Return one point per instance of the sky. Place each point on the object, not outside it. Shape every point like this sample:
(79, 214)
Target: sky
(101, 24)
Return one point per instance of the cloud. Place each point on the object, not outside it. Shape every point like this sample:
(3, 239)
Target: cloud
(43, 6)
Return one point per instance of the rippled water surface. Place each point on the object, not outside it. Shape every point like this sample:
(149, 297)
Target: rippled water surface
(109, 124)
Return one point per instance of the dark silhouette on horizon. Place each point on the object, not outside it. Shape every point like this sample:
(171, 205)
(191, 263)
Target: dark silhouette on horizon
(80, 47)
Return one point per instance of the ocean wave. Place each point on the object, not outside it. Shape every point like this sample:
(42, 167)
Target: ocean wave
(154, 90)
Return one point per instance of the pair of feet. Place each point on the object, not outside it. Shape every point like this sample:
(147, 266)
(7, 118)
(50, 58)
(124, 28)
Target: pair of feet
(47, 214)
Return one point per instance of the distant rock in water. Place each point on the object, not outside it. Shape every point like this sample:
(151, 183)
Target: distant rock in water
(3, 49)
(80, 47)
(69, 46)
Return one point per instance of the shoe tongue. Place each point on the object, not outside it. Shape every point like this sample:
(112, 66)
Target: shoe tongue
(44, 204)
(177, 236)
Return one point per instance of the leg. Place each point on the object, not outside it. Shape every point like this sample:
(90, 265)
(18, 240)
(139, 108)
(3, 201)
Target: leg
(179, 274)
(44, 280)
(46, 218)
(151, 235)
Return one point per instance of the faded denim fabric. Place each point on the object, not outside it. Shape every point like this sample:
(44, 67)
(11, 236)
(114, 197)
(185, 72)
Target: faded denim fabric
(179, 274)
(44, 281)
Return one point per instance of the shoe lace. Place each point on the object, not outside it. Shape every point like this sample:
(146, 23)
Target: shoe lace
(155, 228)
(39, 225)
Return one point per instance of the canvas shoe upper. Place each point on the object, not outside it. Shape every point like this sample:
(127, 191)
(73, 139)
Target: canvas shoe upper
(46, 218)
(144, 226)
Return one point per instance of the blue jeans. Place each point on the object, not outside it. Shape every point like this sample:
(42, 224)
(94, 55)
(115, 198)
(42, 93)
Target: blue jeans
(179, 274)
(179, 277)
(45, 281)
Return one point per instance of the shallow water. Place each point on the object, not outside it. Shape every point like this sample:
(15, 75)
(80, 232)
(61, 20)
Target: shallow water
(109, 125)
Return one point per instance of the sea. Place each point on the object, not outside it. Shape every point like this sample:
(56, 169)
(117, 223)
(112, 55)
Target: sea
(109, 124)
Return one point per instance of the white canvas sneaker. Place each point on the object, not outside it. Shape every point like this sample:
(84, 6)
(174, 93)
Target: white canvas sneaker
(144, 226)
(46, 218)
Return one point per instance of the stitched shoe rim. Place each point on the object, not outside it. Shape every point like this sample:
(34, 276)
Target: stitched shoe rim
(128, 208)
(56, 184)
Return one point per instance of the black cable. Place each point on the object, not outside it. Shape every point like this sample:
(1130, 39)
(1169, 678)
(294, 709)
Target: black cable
════
### Job:
Extract every line from the one containing "Return one point per instance of the shoe lace." to the end of the entries, including both of those lines, exactly as given and with nothing added.

### Exercise answer:
Return one point per instance of the shoe lace. Place each point on the object, not outside it. Shape every point like this sample:
(146, 23)
Target: shoe lace
(155, 228)
(39, 225)
Return one point per instance of the canvas shoe upper. Place each point on the object, not outside it. Shape every point like this sample:
(127, 191)
(73, 139)
Target: canvas shoe upper
(46, 218)
(144, 226)
Return one point per instance of the blue jeans. Place each point on the object, not outside it. Shape every point like this sample:
(42, 224)
(94, 55)
(115, 198)
(42, 93)
Target: blue jeans
(179, 274)
(179, 277)
(45, 281)
Return one point per instance of the shallow water. Place each point on the object, not outside it. Shape every point like this sample:
(15, 75)
(80, 232)
(61, 20)
Target: shallow water
(109, 125)
Return one point per instance of the sea. Place each point on the object, not outside it. Shape every point like this sample:
(56, 169)
(117, 223)
(112, 55)
Target: sea
(109, 124)
Return one point per instance of the white canvas sneaker. Place each point on the object, not outside it. Shape every point like this sample:
(84, 6)
(174, 93)
Target: white canvas sneaker
(144, 226)
(46, 218)
Return one point per instance of the stitched shoe rim. Place each point on the object, not outside it. Shape every point like this sample:
(34, 276)
Target: stitched shoe rim
(128, 208)
(56, 184)
Return one point per instance of the black cable. Place each point on the object, not outside it. Shape every point like this sample:
(1130, 39)
(1169, 678)
(294, 709)
Target: black cable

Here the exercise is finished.